Data records ->
-- Begin --

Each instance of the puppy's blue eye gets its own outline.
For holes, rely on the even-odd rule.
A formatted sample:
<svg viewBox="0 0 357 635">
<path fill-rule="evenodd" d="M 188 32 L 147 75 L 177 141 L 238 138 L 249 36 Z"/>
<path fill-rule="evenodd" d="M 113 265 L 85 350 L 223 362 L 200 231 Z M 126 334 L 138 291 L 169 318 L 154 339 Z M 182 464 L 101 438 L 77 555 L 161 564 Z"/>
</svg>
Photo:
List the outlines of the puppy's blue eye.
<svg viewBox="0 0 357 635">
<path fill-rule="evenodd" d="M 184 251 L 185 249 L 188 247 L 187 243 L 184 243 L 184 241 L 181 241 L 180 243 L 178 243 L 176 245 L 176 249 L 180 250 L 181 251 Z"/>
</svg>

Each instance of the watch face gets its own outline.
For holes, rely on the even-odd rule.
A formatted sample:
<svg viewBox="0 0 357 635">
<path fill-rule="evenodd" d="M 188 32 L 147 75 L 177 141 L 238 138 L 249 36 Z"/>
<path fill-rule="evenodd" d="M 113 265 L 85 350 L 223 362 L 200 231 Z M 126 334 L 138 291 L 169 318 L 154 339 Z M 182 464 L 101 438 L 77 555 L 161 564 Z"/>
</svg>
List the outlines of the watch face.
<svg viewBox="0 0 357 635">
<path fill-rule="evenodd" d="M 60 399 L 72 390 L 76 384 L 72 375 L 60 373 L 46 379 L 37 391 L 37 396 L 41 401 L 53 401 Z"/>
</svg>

-- End --

What you have to do -> Format every line of the material above as a numbered list, omitting the blank lines.

Written reply ->
1. Each instance of the puppy's blue eye gets its own outline.
2. For holes, rely on the even-odd rule.
3. A formatted sample:
4. <svg viewBox="0 0 357 635">
5. <path fill-rule="evenodd" d="M 188 32 L 147 75 L 177 141 L 238 138 L 249 36 Z"/>
6. <path fill-rule="evenodd" d="M 113 265 L 85 350 L 223 362 L 200 231 Z M 126 334 L 138 291 L 169 318 L 154 339 Z M 182 464 L 101 438 L 77 555 L 161 564 Z"/>
7. </svg>
8. Photo:
9. List the outlines of the puppy's blue eye.
10. <svg viewBox="0 0 357 635">
11. <path fill-rule="evenodd" d="M 184 251 L 185 249 L 188 247 L 187 243 L 184 243 L 184 241 L 181 241 L 180 243 L 178 243 L 176 245 L 176 249 L 180 250 L 181 251 Z"/>
12. </svg>
13. Each instance of the watch face gets its own outline.
14. For holes, rely on the even-odd rule.
15. A formatted sample:
16. <svg viewBox="0 0 357 635">
17. <path fill-rule="evenodd" d="M 188 32 L 147 75 L 177 141 L 238 138 L 249 36 Z"/>
18. <path fill-rule="evenodd" d="M 113 265 L 85 350 L 223 362 L 200 231 Z M 126 334 L 138 291 L 169 318 L 154 339 Z M 182 464 L 101 438 L 77 555 L 161 564 Z"/>
19. </svg>
20. List the outlines of the watch face.
21. <svg viewBox="0 0 357 635">
22. <path fill-rule="evenodd" d="M 60 399 L 72 390 L 76 384 L 72 375 L 60 373 L 46 379 L 37 391 L 37 396 L 41 401 L 53 401 Z"/>
23. </svg>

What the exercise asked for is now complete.